Excerpts of labeled region data:
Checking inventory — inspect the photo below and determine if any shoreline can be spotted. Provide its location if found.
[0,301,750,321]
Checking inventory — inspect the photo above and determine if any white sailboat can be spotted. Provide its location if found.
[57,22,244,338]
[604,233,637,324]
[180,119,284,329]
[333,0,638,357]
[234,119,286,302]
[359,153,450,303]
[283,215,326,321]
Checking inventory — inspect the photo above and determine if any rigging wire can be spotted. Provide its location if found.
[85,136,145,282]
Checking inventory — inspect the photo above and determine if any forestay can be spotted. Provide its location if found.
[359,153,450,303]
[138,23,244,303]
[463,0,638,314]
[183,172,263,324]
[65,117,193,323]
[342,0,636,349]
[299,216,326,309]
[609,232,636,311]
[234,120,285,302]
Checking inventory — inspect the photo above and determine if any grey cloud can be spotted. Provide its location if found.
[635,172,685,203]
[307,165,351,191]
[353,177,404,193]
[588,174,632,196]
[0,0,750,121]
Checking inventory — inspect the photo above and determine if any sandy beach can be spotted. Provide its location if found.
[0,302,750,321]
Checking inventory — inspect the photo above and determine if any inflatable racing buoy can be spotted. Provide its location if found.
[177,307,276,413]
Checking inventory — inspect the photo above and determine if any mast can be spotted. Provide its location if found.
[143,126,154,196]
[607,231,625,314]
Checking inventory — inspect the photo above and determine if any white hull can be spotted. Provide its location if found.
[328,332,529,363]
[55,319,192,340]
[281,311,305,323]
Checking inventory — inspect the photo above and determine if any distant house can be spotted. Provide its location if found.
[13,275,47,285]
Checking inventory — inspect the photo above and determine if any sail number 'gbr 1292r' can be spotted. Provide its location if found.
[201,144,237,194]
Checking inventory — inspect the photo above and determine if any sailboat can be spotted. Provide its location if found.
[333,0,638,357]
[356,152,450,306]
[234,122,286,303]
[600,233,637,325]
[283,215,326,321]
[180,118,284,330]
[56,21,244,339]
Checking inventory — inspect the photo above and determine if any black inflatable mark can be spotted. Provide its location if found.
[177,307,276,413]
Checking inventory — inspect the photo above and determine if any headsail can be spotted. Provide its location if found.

▸ **Task objective**: Starting at the line that contains "if any grey" and continuing through the last line of the items, reproduce every line, requests included, with each bounding-box coordinate in the answers scaled by 0.45 and rounded to the nearest whole number, halves rounded up. Give only those lines.

▸ **Output for this exercise**:
Checking inventory — inspect the photo above and determine if any grey cloud can be spotted. Provide its location if found.
[286,77,308,91]
[138,74,158,86]
[159,80,182,87]
[265,78,284,88]
[0,0,338,54]
Checking inventory — inspect the photo above and determine if any sandy beach can be spotted. Provide its location if found.
[0,136,338,144]
Checking inventory — inspect the photo above and determine if any inflatable racing buoy can be spotted. Provide its location if found.
[80,138,124,186]
Checking inventory — inspect the photo above and determine if any mast can be spotted. Provide its location if found.
[64,57,69,88]
[273,104,281,141]
Checking inventory — inspect the photo above and determine if any white hull can be spotted. Provide its location if found.
[148,149,238,163]
[25,144,86,153]
[126,140,137,145]
Checking inventory — inspect the photo above and determine if any distant house can be spotted. Provide its location if found.
[6,124,21,128]
Checking inventory — inspect the photo above and determine if any sail number 'gbr 1292r' can be spotted. Provide its location if found.
[90,65,107,87]
Checking inventory — inspect the photo above and determine if any sailboat can be spotted. Provide its location if found.
[150,0,287,161]
[160,68,203,138]
[105,55,129,136]
[270,105,287,146]
[127,97,147,144]
[81,53,128,149]
[25,9,110,153]
Checking inventory — inspect the photo above and determine if any black inflatable mark can be spotted. Provide its location if found.
[80,138,124,186]
Checking inventory — inspect the photo above and determine if any headsail can be spotted. Provide its location if found.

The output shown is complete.